═══ TASK MATERIAL

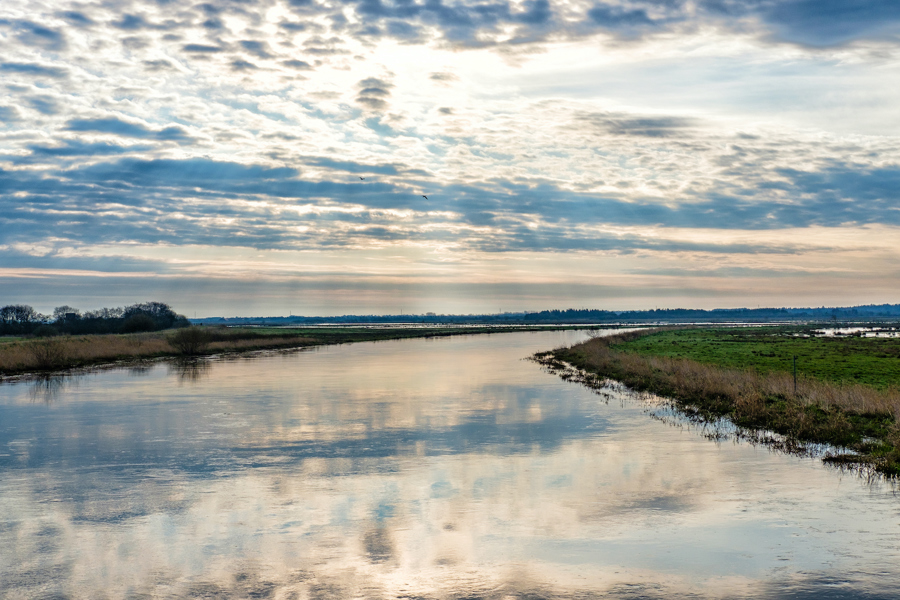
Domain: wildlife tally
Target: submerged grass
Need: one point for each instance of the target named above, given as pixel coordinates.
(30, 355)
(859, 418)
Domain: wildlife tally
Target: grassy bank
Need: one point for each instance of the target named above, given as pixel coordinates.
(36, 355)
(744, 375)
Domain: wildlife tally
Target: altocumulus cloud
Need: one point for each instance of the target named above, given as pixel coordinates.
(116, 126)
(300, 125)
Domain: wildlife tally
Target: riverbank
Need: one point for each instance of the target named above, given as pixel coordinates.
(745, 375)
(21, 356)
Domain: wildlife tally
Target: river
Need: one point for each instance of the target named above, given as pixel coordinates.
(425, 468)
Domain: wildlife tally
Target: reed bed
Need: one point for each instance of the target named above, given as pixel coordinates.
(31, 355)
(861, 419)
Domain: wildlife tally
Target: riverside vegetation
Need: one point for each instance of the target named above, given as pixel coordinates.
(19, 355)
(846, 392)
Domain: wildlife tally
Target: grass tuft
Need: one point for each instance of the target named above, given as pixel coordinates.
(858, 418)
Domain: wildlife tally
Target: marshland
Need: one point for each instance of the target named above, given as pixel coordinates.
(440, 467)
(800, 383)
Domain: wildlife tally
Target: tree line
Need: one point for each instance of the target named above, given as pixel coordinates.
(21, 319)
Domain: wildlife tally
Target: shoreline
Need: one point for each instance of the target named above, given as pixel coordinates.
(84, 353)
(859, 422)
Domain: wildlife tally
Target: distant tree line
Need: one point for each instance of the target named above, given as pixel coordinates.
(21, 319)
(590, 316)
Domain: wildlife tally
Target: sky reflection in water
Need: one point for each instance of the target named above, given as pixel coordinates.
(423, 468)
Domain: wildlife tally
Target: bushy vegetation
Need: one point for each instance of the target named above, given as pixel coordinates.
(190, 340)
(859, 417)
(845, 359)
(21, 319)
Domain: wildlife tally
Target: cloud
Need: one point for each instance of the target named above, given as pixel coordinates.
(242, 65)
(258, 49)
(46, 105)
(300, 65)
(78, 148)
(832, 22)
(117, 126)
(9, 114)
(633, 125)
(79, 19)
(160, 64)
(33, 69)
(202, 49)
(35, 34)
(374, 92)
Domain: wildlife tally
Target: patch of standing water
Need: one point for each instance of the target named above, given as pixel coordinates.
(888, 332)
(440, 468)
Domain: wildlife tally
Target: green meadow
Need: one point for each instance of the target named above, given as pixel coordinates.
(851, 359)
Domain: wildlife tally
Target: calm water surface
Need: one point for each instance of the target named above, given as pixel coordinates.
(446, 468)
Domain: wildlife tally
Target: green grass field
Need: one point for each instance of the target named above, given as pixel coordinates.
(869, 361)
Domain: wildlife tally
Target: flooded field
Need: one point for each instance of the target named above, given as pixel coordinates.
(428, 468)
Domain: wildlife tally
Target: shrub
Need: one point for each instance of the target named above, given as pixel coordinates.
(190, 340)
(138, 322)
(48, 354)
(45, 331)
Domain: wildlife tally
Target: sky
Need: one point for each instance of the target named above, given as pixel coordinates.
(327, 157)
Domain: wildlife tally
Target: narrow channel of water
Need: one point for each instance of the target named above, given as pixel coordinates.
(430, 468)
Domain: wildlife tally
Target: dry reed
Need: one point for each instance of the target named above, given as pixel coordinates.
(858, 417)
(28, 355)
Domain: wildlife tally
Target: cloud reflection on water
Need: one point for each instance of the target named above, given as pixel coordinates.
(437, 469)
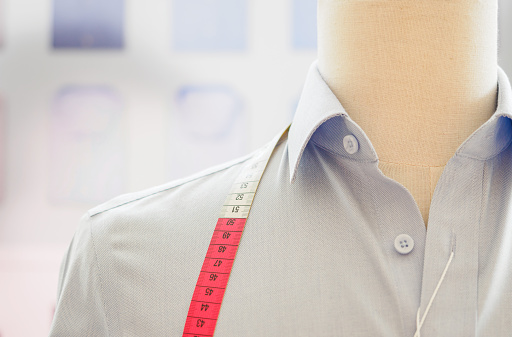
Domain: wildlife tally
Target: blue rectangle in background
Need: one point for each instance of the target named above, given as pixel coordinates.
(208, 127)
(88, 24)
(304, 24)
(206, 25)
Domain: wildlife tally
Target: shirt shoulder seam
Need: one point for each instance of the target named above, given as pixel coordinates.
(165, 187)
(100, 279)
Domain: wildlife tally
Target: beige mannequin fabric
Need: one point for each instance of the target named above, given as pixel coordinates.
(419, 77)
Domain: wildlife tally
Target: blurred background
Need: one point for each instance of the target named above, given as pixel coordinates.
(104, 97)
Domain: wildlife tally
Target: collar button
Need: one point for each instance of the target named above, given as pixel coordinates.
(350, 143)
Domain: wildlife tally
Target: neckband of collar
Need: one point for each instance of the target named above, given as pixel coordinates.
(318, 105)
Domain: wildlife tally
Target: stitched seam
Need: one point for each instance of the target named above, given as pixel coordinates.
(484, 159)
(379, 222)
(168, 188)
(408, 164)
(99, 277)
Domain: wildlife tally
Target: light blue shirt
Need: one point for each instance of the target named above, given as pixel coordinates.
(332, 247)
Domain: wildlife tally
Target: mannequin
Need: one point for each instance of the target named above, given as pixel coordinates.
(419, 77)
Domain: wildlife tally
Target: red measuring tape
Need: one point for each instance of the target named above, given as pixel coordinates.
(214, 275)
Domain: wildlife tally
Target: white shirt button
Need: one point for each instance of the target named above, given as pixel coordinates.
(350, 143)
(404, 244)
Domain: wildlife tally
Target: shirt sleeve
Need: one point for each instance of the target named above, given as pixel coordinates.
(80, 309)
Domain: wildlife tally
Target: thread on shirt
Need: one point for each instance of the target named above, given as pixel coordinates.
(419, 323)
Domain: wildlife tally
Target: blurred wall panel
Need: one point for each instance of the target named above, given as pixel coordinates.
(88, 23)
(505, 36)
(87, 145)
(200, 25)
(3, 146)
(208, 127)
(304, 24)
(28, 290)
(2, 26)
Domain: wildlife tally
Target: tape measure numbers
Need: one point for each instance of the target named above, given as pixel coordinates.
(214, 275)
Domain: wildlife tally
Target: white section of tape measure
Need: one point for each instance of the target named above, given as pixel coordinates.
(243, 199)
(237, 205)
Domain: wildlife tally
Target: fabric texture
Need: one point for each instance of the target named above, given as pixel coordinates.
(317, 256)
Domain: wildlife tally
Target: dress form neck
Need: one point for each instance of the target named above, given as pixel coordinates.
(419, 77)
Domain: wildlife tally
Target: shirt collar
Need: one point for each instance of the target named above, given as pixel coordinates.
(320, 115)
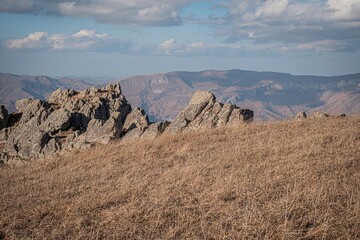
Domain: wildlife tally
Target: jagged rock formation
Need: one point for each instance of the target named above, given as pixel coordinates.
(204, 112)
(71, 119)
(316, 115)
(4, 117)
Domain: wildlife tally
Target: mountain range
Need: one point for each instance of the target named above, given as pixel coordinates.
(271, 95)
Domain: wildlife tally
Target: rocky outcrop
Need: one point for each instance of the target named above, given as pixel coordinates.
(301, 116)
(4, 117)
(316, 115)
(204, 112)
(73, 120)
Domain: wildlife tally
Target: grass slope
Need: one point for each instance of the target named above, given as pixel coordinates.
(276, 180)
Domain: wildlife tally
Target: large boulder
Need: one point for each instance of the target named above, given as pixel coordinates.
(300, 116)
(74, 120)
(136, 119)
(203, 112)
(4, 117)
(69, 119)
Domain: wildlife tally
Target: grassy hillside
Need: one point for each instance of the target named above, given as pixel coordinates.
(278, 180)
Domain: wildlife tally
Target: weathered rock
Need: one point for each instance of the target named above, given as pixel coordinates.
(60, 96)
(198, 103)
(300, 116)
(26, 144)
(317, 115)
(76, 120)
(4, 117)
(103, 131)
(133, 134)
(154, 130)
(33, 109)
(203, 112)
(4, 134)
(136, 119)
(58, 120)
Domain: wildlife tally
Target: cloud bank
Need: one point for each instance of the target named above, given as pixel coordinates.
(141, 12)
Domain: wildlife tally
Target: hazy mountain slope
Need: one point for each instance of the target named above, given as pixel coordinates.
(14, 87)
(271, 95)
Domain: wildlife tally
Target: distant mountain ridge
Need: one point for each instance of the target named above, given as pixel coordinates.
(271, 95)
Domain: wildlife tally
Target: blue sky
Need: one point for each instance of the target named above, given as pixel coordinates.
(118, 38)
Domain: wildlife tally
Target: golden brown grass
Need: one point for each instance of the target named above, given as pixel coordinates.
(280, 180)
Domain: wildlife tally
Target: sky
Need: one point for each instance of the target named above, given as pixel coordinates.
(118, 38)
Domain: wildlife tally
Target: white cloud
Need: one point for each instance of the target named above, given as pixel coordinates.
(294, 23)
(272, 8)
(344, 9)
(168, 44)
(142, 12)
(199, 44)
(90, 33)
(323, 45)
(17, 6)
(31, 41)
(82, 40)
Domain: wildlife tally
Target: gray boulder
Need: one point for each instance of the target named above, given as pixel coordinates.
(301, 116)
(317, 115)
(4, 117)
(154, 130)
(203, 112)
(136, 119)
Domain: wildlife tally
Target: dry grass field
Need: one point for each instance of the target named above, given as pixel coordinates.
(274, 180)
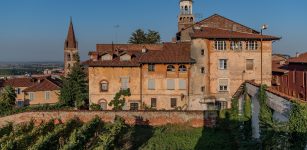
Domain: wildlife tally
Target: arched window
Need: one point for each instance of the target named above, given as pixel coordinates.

══════

### WHAT IS EXPECTED
Select and copy every line of the data above that contains the word "water".

### RESULT
Target: sky reflection in water
Target: patch of standing water
Target: calm water surface
Target: narrow channel of water
Target: cloud reflection on water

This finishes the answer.